Diabetes – Personalising treatment
A key problem associated with type 2 diabetes is the build-up of high levels of glucose in the blood. There are many different medicines available that can reduce blood glucose levels in diabetic patients.
Different patients may respond differently to the same medicine. At the moment doctors have to give you a medicine and then monitor you to see if it is suitable in managing your diabetes effectively. Is can sometimes take some time for the doctor to identify the best medicine for you. One of the research objectives of future genetics is to develop simple and straightforward tests that can tell your doctor or GP which is the best drug for you as an individual. This may save a lot of time and be beneficial to both you as the patient and the NHS. However, this research is on going and so for the moment please be aware in some cases that patients have to try a number of medications before finding which is the best for them.

□ □ □ □

### [QUESTIONS]
1. According to the text on personalizing diabetes treatment, what is one research objective of future genetics?
2. Pick up the text on personalizing diabetes treatment after its final sentence and carry it forward.

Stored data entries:
□ □ □ □

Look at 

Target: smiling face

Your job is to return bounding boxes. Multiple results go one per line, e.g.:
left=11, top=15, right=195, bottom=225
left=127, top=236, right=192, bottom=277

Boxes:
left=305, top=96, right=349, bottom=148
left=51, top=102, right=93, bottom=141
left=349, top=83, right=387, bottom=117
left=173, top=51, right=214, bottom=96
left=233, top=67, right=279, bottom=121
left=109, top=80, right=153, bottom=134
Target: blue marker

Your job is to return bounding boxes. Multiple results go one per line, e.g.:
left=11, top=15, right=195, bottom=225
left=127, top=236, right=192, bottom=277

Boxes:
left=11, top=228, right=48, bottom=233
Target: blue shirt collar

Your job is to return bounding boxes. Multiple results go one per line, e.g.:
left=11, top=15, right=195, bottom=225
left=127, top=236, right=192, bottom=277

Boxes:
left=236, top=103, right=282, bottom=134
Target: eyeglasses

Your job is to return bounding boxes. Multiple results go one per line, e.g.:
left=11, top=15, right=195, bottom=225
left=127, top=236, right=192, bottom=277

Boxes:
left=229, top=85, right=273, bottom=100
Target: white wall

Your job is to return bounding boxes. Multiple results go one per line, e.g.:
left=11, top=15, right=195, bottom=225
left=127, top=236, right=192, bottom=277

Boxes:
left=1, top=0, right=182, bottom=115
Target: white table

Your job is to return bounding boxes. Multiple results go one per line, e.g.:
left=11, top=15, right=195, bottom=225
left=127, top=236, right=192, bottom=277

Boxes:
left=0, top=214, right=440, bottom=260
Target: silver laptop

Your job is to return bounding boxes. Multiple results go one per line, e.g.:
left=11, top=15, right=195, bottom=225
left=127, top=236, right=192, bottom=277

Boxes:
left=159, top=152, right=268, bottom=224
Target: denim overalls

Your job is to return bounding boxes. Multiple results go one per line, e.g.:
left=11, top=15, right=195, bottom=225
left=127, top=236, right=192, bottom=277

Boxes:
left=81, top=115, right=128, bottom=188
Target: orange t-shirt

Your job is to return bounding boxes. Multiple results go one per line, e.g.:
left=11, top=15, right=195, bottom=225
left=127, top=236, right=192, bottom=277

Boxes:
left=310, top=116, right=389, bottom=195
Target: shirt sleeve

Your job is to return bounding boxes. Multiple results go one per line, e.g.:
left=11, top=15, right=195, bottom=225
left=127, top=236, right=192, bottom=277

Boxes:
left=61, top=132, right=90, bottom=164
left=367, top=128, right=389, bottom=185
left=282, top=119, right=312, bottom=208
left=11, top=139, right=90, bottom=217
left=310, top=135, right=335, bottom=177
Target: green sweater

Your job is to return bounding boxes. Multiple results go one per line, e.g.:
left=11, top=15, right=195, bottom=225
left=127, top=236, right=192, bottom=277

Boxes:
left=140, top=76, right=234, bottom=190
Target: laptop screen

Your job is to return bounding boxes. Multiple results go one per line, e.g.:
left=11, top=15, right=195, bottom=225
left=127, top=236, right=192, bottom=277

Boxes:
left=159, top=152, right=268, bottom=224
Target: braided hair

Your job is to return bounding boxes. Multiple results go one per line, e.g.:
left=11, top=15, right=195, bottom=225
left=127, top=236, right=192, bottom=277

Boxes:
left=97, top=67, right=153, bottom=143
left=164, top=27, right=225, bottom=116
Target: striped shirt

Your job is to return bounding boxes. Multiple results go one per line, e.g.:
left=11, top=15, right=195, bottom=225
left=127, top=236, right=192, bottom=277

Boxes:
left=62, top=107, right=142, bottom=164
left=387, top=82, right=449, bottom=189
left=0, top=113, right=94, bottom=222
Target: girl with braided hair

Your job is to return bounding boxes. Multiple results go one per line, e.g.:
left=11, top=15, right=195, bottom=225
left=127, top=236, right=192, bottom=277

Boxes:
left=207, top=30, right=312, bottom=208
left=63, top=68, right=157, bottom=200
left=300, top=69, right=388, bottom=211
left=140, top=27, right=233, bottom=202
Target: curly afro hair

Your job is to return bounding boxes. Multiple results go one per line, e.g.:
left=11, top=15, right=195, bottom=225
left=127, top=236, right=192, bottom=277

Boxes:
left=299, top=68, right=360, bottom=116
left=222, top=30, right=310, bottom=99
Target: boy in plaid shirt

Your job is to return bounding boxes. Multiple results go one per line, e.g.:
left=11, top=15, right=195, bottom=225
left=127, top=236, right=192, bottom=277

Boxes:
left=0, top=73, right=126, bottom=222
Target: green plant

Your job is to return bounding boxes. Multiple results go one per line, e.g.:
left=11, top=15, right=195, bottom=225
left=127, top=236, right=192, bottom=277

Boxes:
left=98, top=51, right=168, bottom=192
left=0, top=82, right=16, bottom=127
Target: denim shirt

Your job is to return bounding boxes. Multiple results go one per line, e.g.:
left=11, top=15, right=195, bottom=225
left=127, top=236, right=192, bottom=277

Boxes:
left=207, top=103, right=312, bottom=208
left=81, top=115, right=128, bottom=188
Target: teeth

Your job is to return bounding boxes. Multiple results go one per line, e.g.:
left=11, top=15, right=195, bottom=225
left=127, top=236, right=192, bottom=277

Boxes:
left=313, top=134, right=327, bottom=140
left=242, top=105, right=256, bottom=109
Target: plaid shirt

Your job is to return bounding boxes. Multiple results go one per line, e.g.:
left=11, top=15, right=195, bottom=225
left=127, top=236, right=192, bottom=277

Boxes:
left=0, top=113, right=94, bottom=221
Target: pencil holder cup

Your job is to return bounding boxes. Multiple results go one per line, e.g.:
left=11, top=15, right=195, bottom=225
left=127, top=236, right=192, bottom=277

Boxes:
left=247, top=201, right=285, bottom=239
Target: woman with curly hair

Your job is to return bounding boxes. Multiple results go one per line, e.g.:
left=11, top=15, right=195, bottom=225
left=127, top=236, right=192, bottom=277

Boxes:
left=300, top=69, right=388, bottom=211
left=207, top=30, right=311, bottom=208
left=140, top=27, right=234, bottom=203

□ □ □ □

### [RESULTS FOR EACH TASK]
1. To develop simple and straightforward tests that can tell a doctor or GP which drug is best for an individual patient.

2.
As just discussed there are a number of different types of medicines from different “classes” of drug. However, there is a general approach to treatment that your doctor may or may not follow:
- Patients are given a medicine called metformin. The doctor will monitor you and if glucose levels have not been reduced sufficiently within three months then the medication may be changed.
- As I discussed in an earlier section, as time progresses so does the disease. It is there for necessary to either change or combine your existing medicine or combine it with other drugs.
- Insulin may be given to some patients where the other existing list of type 2 diabetes drugs are no longer effective.